**Task objective**.
Repeat the material below word for word, omitting the pictures.

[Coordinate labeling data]
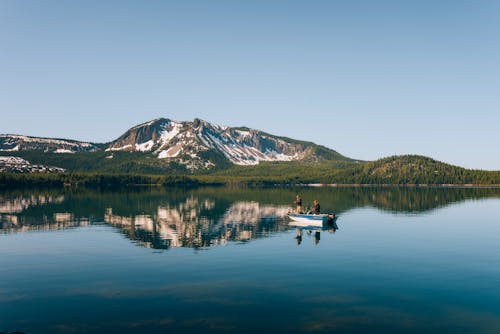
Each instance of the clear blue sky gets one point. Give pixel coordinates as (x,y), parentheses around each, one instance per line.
(367,78)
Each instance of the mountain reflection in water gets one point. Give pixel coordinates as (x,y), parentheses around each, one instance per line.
(203,217)
(186,226)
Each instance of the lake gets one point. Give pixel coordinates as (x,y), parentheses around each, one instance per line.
(212,260)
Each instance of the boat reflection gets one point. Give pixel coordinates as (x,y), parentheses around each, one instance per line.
(313,231)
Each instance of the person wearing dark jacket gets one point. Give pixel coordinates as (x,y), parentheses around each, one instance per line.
(298,203)
(316,208)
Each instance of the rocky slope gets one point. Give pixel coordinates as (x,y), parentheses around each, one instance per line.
(19,165)
(15,143)
(195,145)
(186,141)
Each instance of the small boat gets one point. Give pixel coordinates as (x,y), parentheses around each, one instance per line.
(312,219)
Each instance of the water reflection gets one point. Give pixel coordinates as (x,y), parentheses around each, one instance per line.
(167,218)
(194,224)
(313,231)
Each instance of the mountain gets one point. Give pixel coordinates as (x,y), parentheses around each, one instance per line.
(16,143)
(164,145)
(192,143)
(19,165)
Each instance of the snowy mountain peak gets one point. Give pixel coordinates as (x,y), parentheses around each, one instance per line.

**Response**.
Each instance of the clear blue sky gets one point. Give pixel coordinates as (x,y), parentheses around each, one instance per line.
(367,78)
Each instance of the mountain reflection in water gets one point. Give pixel coordinates as (x,y), parentheses around each, one instance per line.
(203,217)
(186,226)
Each instance of the lake gets one point. Give pixel coordinates as (x,y), parentheses around each, one instance per line.
(212,260)
Each instance of the boat reflection gets one point. Give pixel coordinates as (x,y), parentheses around each, one instance per line.
(313,231)
Each instance of the person wearing dark jacket gets one point. Give pixel coordinates as (x,y), parentheses around each, one instance per line.
(298,203)
(316,208)
Each instance of the rocky slope gets one point. Give pixel coordinates as (x,y), parentheses around each, one instance per line.
(19,165)
(15,143)
(195,145)
(186,141)
Each instance of the small boat gets one point. Give pixel coordinates as (x,y), parentheses around each, one instance per line.
(312,219)
Each instance of the water reflection gets one point. Give pixel coordinates as (x,y), parentheses around each, one instance per line.
(167,218)
(194,224)
(313,231)
Each instance of the mountain gets one point. Give pixel coordinates as (x,y), parentheses around each, one instance per line.
(16,143)
(164,145)
(192,143)
(19,165)
Each instance of the snowy mountain peak gets one point. Give pixel coordinates as (x,y), parentheses around each, one instance per line.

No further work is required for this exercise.